EXERCISE DESCRIPTION — Beneath this line is the data. Output exactly the lines from the line with "Target: green palm" to the line with "Target: yellow, white", both ends included, and nothing more.

TASK MATERIAL —

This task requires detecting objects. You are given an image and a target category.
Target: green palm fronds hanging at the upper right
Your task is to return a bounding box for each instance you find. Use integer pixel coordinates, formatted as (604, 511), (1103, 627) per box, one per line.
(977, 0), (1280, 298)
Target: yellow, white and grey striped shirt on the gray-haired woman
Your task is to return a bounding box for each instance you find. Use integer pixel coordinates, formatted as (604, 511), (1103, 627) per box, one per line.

* * *

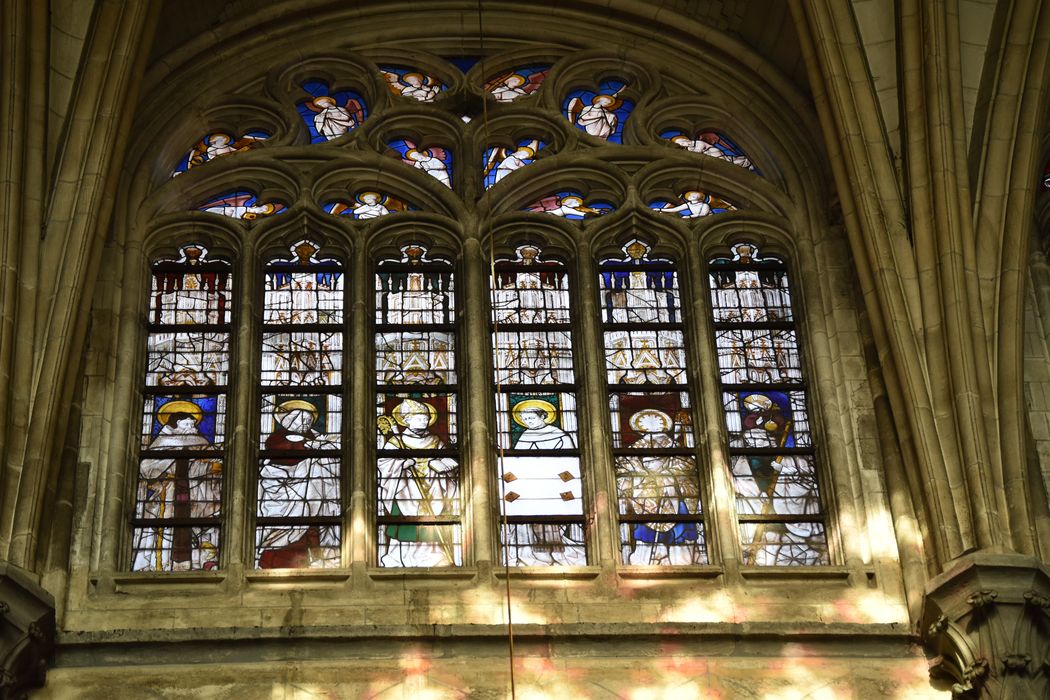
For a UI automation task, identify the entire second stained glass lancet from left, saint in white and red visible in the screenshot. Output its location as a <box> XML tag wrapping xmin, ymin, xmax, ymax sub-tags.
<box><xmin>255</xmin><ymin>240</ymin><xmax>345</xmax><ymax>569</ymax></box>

RESULT FOR THIS TASK —
Target: green palm fronds hanging at the upper right
Your task is to return a bounding box for each instance you find. Use integer pixel coordinates, formatted as (604, 511), (1103, 627) per box, one per line.
(977, 0), (1280, 298)
Target: yellow, white and grey striped shirt on the gray-haired woman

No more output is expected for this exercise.